Object point labels

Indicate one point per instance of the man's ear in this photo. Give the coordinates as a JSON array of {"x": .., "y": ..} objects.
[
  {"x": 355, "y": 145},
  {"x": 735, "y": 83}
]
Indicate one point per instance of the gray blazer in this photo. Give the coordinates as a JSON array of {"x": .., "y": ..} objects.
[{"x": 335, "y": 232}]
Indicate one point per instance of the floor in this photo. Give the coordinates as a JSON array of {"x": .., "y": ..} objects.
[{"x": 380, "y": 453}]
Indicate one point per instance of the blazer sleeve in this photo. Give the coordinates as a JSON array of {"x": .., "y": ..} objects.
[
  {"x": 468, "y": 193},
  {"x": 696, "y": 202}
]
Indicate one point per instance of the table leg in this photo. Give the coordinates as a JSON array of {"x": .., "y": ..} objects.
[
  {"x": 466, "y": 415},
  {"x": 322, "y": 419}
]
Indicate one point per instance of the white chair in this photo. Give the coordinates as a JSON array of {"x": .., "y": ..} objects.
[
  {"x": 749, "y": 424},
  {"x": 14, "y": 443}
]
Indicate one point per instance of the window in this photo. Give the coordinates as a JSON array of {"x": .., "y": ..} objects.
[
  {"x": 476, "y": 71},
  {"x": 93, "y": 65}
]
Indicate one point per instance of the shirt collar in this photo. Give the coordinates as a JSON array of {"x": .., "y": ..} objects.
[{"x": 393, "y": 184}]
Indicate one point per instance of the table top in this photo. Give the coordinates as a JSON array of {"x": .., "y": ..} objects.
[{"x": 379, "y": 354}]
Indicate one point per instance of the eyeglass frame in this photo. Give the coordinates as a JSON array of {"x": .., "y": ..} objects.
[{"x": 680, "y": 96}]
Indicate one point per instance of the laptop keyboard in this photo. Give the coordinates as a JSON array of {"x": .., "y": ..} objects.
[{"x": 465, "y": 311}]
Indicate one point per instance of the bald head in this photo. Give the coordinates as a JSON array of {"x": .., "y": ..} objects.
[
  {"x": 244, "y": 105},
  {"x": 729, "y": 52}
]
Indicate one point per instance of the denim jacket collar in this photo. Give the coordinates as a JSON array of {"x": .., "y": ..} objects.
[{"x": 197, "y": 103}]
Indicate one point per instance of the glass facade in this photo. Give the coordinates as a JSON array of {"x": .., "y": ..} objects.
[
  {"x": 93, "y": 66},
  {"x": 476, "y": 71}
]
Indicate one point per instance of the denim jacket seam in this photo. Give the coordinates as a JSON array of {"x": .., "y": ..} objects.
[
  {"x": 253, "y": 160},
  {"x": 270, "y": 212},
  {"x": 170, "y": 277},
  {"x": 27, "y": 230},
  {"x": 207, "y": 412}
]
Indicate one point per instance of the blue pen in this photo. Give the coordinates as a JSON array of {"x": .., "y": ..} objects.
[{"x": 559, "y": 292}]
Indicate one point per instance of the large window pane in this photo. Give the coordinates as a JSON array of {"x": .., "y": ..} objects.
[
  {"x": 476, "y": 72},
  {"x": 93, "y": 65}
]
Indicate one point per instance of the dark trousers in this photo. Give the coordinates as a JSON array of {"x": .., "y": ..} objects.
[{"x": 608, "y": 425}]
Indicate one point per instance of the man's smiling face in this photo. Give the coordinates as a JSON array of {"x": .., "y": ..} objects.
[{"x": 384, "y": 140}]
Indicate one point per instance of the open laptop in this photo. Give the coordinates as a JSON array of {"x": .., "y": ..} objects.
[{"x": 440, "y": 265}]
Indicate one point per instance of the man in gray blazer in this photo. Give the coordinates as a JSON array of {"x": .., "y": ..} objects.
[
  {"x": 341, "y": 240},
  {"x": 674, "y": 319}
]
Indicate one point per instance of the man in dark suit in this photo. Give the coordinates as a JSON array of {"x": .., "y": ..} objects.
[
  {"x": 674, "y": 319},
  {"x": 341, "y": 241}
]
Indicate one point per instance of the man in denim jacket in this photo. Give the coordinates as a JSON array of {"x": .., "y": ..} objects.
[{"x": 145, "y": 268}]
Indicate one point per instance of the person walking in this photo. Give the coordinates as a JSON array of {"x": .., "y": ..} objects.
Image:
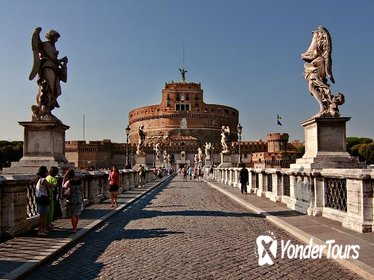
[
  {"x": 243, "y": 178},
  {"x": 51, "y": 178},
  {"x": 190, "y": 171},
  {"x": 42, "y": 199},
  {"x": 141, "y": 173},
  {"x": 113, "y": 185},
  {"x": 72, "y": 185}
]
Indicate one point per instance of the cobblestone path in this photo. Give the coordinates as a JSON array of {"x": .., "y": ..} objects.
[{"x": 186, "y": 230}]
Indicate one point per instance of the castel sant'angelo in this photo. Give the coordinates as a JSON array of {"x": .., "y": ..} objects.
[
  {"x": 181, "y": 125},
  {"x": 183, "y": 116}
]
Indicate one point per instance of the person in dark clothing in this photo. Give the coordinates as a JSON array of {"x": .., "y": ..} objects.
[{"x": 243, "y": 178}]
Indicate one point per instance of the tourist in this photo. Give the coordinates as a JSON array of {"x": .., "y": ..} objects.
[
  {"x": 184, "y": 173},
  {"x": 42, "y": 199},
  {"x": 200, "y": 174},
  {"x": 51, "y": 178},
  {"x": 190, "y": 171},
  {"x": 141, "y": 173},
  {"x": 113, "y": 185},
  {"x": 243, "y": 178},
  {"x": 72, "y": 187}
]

==

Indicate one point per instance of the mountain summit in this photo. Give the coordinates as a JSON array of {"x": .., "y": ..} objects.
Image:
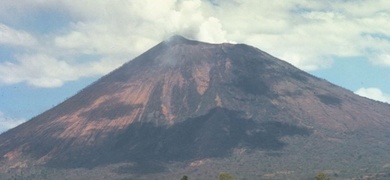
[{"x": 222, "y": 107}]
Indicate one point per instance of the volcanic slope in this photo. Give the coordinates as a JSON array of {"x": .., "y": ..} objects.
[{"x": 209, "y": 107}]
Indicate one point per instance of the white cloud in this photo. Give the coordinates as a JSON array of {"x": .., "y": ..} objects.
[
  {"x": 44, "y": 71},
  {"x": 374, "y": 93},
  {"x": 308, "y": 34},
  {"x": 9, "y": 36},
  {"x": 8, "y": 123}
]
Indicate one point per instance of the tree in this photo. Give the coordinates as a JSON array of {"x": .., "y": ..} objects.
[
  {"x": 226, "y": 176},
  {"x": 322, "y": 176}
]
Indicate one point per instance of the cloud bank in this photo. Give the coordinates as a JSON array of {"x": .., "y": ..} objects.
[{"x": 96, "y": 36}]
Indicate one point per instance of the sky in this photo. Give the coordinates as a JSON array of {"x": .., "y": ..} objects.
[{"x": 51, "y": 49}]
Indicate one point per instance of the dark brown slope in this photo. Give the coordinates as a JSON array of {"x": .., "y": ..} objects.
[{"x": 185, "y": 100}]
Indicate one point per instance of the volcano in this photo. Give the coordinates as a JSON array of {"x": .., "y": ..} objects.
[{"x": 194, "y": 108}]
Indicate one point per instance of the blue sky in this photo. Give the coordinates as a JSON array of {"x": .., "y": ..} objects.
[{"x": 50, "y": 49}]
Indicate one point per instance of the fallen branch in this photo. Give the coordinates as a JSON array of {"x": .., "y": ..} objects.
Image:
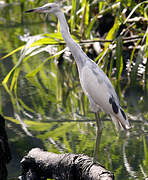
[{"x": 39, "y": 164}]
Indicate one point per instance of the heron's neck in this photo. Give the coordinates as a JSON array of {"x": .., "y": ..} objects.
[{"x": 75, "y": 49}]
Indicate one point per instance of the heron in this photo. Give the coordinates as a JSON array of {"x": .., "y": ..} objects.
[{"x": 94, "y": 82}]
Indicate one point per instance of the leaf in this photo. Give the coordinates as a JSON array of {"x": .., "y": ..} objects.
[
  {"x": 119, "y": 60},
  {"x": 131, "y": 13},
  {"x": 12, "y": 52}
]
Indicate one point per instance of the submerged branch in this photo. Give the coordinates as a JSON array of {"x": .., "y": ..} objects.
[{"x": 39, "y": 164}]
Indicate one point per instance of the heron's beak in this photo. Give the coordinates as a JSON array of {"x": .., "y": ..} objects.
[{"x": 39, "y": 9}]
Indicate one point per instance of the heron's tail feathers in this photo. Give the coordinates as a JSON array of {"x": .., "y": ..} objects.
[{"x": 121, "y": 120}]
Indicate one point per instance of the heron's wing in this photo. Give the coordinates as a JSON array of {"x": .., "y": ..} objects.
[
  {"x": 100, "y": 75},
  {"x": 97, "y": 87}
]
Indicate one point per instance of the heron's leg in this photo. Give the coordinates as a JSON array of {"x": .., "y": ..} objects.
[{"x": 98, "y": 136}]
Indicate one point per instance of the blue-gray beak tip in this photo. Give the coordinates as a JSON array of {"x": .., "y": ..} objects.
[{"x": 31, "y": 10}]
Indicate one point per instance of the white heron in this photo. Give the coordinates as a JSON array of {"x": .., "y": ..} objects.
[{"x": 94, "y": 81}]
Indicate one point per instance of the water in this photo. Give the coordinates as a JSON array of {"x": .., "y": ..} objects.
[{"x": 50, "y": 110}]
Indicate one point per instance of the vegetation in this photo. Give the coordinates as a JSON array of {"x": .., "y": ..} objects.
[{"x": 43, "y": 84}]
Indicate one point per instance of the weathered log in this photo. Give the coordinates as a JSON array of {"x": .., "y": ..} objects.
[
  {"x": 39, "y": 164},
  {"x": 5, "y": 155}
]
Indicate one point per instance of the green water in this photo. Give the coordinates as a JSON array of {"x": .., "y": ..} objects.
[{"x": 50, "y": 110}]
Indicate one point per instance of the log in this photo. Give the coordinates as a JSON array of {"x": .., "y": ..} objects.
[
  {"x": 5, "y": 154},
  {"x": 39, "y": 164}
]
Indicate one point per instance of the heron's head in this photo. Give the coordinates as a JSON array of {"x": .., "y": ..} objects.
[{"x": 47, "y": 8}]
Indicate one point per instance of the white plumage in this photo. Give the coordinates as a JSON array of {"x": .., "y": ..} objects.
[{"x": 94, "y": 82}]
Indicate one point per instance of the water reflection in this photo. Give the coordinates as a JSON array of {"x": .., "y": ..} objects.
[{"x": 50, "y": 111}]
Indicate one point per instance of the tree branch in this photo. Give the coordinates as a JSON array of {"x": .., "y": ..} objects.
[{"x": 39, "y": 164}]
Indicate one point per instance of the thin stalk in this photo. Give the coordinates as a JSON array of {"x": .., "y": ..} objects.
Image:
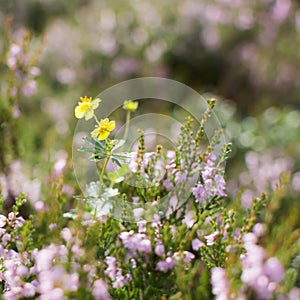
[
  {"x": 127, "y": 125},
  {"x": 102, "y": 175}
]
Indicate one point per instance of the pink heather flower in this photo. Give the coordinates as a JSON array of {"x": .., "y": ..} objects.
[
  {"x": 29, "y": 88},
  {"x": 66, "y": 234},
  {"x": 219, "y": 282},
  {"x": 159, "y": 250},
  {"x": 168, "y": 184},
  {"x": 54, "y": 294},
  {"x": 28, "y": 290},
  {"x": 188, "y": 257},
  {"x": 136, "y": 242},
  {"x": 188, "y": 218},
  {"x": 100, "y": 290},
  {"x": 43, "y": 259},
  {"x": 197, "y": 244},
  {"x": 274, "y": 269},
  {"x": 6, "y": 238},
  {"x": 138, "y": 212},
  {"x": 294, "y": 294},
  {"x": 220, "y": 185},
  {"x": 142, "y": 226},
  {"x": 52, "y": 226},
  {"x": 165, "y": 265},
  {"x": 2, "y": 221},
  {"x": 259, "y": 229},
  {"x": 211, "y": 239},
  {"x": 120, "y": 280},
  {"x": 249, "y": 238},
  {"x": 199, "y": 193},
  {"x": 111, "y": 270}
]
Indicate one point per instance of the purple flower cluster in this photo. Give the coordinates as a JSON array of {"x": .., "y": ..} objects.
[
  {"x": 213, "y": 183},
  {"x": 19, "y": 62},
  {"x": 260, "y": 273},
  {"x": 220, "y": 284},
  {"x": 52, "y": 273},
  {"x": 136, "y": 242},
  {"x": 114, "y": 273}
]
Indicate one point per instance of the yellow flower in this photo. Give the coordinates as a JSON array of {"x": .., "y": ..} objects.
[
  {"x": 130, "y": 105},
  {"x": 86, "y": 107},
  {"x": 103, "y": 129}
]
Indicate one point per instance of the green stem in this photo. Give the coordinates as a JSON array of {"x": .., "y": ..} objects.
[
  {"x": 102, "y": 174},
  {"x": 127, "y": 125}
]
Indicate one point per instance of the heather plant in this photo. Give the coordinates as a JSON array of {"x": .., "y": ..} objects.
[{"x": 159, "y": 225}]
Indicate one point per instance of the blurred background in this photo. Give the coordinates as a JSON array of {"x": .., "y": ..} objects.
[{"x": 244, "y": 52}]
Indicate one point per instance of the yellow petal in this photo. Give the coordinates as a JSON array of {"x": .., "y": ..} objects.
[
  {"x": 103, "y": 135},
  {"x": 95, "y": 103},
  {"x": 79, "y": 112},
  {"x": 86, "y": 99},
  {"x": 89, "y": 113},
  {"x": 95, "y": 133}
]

--

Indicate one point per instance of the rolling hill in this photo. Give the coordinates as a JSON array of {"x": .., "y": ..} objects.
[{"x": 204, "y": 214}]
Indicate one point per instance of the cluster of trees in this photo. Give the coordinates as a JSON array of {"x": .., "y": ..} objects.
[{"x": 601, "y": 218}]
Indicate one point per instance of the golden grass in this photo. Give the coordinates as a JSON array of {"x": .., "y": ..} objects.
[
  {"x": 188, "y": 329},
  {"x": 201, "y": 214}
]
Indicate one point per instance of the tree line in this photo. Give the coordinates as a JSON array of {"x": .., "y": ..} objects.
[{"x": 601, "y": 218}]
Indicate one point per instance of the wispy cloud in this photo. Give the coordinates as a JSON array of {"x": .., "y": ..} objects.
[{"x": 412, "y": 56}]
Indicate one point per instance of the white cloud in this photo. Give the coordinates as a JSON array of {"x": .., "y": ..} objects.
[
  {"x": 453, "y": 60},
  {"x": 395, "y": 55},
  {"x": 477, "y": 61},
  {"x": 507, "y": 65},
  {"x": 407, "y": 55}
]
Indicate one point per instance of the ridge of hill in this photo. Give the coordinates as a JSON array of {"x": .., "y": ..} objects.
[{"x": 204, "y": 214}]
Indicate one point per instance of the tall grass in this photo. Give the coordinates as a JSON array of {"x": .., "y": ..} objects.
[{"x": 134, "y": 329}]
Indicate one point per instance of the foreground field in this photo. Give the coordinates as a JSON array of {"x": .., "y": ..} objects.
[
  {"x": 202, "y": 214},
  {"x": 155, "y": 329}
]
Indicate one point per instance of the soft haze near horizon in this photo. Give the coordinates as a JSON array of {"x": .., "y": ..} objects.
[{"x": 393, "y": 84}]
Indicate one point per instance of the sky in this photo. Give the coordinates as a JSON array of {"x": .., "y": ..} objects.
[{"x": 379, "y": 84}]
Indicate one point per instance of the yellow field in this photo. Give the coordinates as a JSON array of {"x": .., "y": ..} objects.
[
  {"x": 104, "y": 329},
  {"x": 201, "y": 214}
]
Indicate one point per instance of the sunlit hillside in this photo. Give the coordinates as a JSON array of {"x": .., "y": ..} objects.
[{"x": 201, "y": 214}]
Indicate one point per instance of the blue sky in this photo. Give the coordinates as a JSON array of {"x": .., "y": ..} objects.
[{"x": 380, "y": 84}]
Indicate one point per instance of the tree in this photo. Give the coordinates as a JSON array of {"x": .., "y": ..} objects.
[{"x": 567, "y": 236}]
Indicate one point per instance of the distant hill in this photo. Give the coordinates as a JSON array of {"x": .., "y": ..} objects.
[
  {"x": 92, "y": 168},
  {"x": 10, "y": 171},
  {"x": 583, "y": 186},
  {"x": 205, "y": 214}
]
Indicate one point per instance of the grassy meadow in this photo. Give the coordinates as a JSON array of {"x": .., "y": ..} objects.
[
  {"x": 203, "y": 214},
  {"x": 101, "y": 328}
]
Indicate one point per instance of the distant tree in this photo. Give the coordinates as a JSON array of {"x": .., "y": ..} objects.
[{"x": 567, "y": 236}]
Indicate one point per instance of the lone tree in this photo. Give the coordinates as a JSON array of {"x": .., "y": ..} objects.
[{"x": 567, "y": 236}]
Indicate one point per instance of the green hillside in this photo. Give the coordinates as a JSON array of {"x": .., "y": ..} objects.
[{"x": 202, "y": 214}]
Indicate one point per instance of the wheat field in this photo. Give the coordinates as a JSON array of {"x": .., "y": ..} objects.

PROBLEM REQUIREMENTS:
Find every line in the listing above that contains the word "yellow" and copy each of those lines. Case counts.

FINISHED TASK:
Indicate one point per instance of the yellow flower in this photo. Give the coordinates as a JSON array of {"x": .., "y": ..} objects.
Indicate one point per instance of the yellow petal in this photo. Give the coordinates as a JSON array of {"x": .., "y": ..} objects.
Indicate one point per instance of the yellow field in this photo. Give the coordinates as a JSON array of {"x": .., "y": ..} objects.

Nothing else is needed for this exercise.